Records from a data source
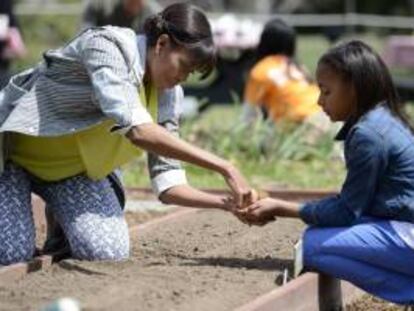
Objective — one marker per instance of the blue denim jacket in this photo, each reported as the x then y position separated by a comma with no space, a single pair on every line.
379,155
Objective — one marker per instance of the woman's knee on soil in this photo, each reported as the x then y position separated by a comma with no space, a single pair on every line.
96,238
313,239
18,250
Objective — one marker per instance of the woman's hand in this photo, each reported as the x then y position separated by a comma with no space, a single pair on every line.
259,213
244,195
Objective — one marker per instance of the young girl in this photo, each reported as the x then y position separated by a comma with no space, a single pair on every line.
68,123
277,86
365,234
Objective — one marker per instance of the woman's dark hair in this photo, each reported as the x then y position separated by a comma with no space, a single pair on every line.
188,27
277,38
357,63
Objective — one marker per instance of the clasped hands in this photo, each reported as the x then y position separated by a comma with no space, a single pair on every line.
254,210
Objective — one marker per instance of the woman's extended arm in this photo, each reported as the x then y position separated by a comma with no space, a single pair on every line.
156,139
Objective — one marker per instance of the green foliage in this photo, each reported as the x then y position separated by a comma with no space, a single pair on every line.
43,32
284,157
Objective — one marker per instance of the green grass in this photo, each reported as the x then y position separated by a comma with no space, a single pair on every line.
287,162
297,165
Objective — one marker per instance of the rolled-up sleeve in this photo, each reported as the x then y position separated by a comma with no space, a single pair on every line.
165,172
366,161
113,81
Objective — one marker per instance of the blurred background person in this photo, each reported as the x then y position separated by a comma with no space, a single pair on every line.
123,13
278,88
11,43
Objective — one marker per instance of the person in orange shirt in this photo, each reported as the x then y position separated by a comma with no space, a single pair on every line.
277,86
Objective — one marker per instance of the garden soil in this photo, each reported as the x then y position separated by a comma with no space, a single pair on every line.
202,261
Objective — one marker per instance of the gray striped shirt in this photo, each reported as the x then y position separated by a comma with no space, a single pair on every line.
92,78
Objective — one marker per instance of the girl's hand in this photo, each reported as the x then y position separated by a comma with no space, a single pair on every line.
237,183
261,212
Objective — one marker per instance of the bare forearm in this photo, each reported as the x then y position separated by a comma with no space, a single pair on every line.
186,195
156,139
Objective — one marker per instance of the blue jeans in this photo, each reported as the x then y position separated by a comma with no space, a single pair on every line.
88,211
370,255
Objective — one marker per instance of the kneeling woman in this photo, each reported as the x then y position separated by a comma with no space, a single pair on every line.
71,121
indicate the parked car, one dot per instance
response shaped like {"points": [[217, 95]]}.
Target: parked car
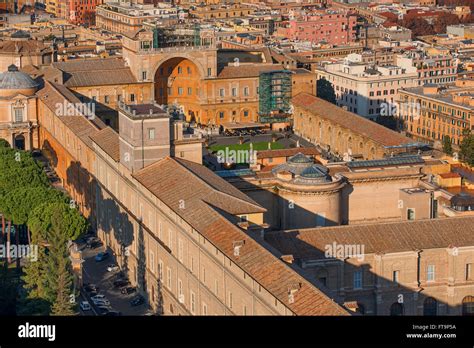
{"points": [[85, 306], [128, 290], [94, 244], [98, 297], [89, 287], [103, 310], [113, 268], [137, 301], [101, 256], [121, 283], [101, 302]]}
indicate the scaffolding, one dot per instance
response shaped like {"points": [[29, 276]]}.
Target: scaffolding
{"points": [[274, 96]]}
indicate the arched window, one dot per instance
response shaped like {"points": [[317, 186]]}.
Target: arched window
{"points": [[20, 142], [322, 276], [396, 309], [468, 305], [430, 306]]}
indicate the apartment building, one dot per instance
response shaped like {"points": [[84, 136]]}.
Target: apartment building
{"points": [[335, 28], [432, 69], [186, 249], [122, 17], [365, 89], [441, 112], [344, 133], [213, 86], [403, 268], [211, 12]]}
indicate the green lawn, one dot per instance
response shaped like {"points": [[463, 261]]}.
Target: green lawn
{"points": [[246, 146]]}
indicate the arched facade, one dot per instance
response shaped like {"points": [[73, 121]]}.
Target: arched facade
{"points": [[430, 306], [177, 82], [468, 305]]}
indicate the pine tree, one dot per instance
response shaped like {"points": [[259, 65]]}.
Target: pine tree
{"points": [[59, 276]]}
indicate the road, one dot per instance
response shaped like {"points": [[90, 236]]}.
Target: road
{"points": [[96, 273]]}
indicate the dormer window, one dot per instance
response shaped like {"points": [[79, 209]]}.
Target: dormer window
{"points": [[18, 113]]}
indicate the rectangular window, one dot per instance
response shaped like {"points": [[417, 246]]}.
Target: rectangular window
{"points": [[193, 302], [396, 275], [18, 115], [430, 274], [180, 250], [358, 280], [160, 230], [152, 261], [160, 270], [151, 133], [168, 280], [180, 288]]}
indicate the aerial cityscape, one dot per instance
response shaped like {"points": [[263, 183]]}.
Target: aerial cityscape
{"points": [[224, 157]]}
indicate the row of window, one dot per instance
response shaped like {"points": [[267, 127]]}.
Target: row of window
{"points": [[430, 276]]}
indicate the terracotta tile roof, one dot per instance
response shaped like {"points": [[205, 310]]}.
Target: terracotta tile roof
{"points": [[450, 175], [250, 70], [207, 200], [53, 94], [287, 152], [390, 237], [22, 47], [95, 72], [108, 140], [349, 120]]}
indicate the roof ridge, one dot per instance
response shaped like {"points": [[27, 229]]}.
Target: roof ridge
{"points": [[214, 188], [277, 260]]}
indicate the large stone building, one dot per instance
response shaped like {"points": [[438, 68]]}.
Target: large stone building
{"points": [[440, 113], [214, 86], [405, 268], [365, 89], [342, 132], [185, 249], [124, 17], [330, 27], [18, 109], [21, 50]]}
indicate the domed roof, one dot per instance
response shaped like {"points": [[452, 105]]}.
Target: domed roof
{"points": [[300, 158], [315, 171], [14, 79], [20, 34]]}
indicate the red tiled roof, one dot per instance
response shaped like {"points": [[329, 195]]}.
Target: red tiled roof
{"points": [[250, 70], [207, 199], [450, 175], [95, 72], [108, 140], [349, 120], [287, 152], [390, 237]]}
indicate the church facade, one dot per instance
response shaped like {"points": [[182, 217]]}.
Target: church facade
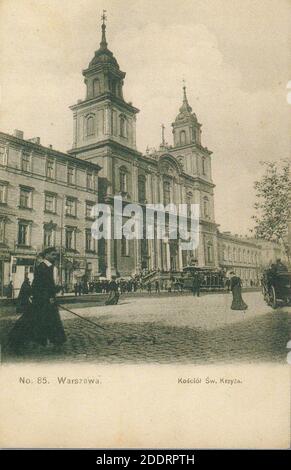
{"points": [[105, 134]]}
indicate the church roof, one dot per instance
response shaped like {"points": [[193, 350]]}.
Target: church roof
{"points": [[185, 111], [103, 55]]}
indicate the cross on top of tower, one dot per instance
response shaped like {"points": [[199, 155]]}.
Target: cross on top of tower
{"points": [[104, 17], [103, 43]]}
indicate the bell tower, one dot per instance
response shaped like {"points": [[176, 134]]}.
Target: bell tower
{"points": [[186, 128], [103, 116]]}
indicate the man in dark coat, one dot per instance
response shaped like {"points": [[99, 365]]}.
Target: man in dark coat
{"points": [[113, 293], [196, 284], [41, 321], [48, 325]]}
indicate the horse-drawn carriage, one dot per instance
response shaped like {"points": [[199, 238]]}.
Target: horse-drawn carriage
{"points": [[276, 287]]}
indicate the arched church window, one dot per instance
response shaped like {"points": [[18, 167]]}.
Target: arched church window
{"points": [[209, 252], [90, 126], [141, 188], [96, 87], [123, 126], [182, 137], [203, 165], [189, 202], [123, 177], [167, 192], [206, 207]]}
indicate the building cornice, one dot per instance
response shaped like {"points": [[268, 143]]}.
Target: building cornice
{"points": [[107, 98], [48, 152]]}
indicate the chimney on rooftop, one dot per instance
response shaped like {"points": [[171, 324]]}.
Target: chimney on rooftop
{"points": [[35, 140], [19, 134]]}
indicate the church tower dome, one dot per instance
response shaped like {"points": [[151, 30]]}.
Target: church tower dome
{"points": [[104, 115], [186, 128], [103, 74]]}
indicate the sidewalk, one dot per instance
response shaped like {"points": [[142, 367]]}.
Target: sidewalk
{"points": [[70, 298]]}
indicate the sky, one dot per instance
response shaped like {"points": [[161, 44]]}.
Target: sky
{"points": [[234, 56]]}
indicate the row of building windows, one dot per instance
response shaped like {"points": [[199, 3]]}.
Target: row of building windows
{"points": [[239, 255], [49, 235], [123, 125], [50, 170], [50, 201], [24, 234]]}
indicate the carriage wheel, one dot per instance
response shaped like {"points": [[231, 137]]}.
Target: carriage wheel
{"points": [[272, 297], [265, 294]]}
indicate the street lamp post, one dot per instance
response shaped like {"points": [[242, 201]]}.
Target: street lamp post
{"points": [[61, 241]]}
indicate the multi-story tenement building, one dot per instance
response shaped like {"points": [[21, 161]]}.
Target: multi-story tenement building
{"points": [[241, 255], [105, 133], [46, 199], [270, 252]]}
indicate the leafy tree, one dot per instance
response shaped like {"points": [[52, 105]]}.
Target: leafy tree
{"points": [[273, 203]]}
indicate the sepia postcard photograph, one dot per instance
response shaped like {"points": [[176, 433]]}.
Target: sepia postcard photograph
{"points": [[145, 224]]}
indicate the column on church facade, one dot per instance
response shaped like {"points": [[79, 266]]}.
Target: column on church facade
{"points": [[134, 182], [180, 258], [161, 189], [168, 262], [107, 120], [149, 188], [75, 133]]}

WORK TO COMPLETE: Once the line with "indicate the sidewalk, one dot per instance" is found in the records above, print exactly that line and every line after it through the line with "indicate the row of building".

SOLUTION:
indicate the sidewalk, one dot per instance
response shaped like {"points": [[142, 367]]}.
Target: sidewalk
{"points": [[70, 298]]}
indicate the sky, one dot per instance
response shaped like {"points": [[161, 44]]}.
Target: sky
{"points": [[234, 56]]}
indicate the row of building windows, one dot per instance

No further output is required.